PROBLEM TO SOLVE:
Could you revise these lines so that each "in this photo" becomes "in this image", with everything else left as it is? Leave the pictures out of your version.
-.-.-
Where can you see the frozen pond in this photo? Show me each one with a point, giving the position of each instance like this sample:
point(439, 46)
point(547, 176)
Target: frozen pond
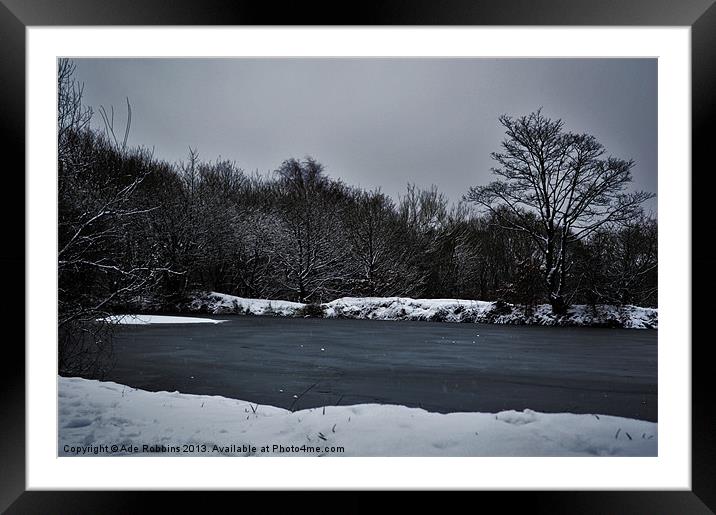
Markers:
point(445, 367)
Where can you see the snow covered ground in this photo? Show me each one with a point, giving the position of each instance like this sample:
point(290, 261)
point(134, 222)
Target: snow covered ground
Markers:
point(94, 416)
point(159, 319)
point(442, 310)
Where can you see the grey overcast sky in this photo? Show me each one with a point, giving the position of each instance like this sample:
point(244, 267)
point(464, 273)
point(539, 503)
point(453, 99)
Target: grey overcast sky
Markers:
point(376, 122)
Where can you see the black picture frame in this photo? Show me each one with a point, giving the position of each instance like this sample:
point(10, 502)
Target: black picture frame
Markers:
point(17, 15)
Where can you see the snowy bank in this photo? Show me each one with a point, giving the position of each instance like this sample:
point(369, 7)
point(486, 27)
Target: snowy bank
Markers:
point(158, 319)
point(440, 310)
point(94, 416)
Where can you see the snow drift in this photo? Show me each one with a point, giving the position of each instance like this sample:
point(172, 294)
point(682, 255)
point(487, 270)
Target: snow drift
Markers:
point(94, 416)
point(440, 310)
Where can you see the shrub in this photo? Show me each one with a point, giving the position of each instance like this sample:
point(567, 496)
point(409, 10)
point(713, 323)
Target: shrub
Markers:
point(312, 310)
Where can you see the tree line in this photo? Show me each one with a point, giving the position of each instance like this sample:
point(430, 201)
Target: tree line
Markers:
point(555, 226)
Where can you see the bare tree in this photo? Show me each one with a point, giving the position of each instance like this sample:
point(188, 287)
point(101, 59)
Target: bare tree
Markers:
point(310, 246)
point(559, 188)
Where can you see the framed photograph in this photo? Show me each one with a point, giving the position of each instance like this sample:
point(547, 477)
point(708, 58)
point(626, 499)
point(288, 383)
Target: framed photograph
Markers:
point(413, 250)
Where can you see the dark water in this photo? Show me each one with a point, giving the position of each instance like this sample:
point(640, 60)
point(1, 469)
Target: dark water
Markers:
point(444, 367)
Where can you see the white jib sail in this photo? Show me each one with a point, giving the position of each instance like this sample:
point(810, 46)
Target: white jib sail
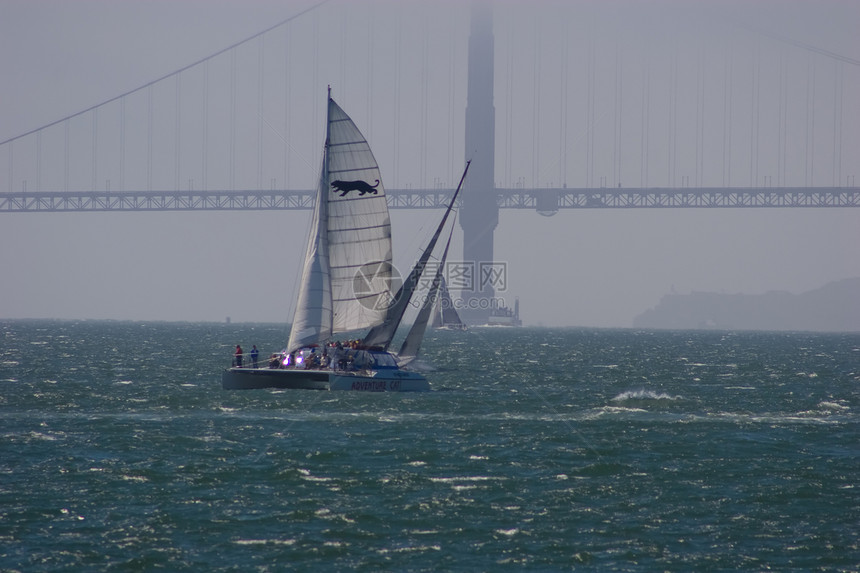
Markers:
point(346, 283)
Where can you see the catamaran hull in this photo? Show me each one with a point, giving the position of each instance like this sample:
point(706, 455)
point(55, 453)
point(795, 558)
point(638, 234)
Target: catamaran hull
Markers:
point(377, 381)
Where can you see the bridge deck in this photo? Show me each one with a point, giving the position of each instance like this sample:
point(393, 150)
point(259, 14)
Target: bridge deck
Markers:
point(548, 200)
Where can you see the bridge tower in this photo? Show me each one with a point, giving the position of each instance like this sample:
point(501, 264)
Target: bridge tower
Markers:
point(479, 212)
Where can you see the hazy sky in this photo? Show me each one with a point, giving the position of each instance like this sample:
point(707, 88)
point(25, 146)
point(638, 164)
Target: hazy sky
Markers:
point(640, 93)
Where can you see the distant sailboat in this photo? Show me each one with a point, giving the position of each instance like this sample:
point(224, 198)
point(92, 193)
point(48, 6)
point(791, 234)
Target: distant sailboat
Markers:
point(445, 315)
point(346, 283)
-.-.-
CORRECT RESPONSE:
Where can you see the frozen pond in this image? Show me each one with a point, giving the position of each instance like this sample:
point(439, 46)
point(547, 176)
Target: frozen pond
Markers:
point(445, 367)
Where can you see the snow covered ground in this image? Show me each one with a point, giving the position of each instance like this sample:
point(290, 261)
point(134, 222)
Target: snow covered ground
Markers:
point(94, 416)
point(159, 319)
point(442, 310)
Where can you see the grey overcast sky in this image? Show me each one with a point, giving the position of each instance like this sample:
point(244, 267)
point(464, 273)
point(539, 503)
point(453, 99)
Target: grey overcast sky
Markers:
point(376, 122)
Where can you see the black picture frame in this image? Show me each one with a point, giving the position of each instance like this sample:
point(10, 502)
Target: black picture frame
Markers:
point(17, 15)
Where can you see the snowy bank in this image? Show me each one with a point, giving the position of each instance like this sample:
point(369, 7)
point(486, 27)
Target: snowy bank
Markers:
point(158, 319)
point(440, 310)
point(94, 416)
Where can you see the snow drift in this image? Show me each one with a point, giving the position of each instance like this sample:
point(172, 294)
point(682, 255)
point(487, 270)
Target: snow drift
Markers:
point(94, 416)
point(440, 310)
Where can you see the shrub in this image? Show me each one with a point, giving the position of each instance like this sample:
point(567, 496)
point(409, 10)
point(713, 323)
Target: shrub
Markers:
point(312, 310)
Where can you see the tree line in this image? Show me each one with a point, giving the position of each instance like this sample:
point(430, 201)
Target: tree line
Markers:
point(555, 226)
Where can you see the bare tree in this image? Show me each one with a point, giving the position of each instance like this sample:
point(188, 287)
point(101, 59)
Target: bare tree
Markers:
point(310, 246)
point(559, 188)
Where can you see the framed photograph in this image? Show me each one with a point, giving the position of each instance like this sample:
point(547, 477)
point(708, 58)
point(626, 499)
point(288, 383)
Target: framed photograph
Markers:
point(413, 250)
Where can you see the dark water in this image? Show me each one with a point, giving the position of each instance like this sample:
point(640, 60)
point(1, 469)
Target: dark water
Markers:
point(444, 367)
Where can you see the white jib sail in this image? Show me each one with a point, giving the position of each instance like this sample:
point(810, 46)
Target: white jib sail
Markers:
point(346, 283)
Where can you see the catamaran hull in this image? Show me each one with a point, giving the position of each instance like this sample:
point(706, 455)
point(55, 453)
point(795, 558)
point(638, 234)
Target: catamaran hull
Markers:
point(377, 381)
Where can you see the bridge deck in this image? Show me each one with a point, giving the position of each instance like this sample:
point(393, 150)
point(259, 14)
Target: bridge deck
Markers:
point(548, 200)
Where can you see the bridge tower in this image? Show me each one with a point, giving the position of each instance like this sample:
point(501, 264)
Target: bridge tower
Markers:
point(479, 212)
Where can you see the hazy sky in this image? Show me each one with a point, giving the position of each instance like this sample:
point(707, 88)
point(25, 146)
point(638, 164)
Target: hazy sky
Markers:
point(640, 93)
Where can you see the distant sailboat in this image? Show me each one with a point, giving the position of each instance like this sample:
point(224, 198)
point(92, 193)
point(48, 6)
point(791, 234)
Target: distant sailboat
Markers:
point(445, 315)
point(346, 283)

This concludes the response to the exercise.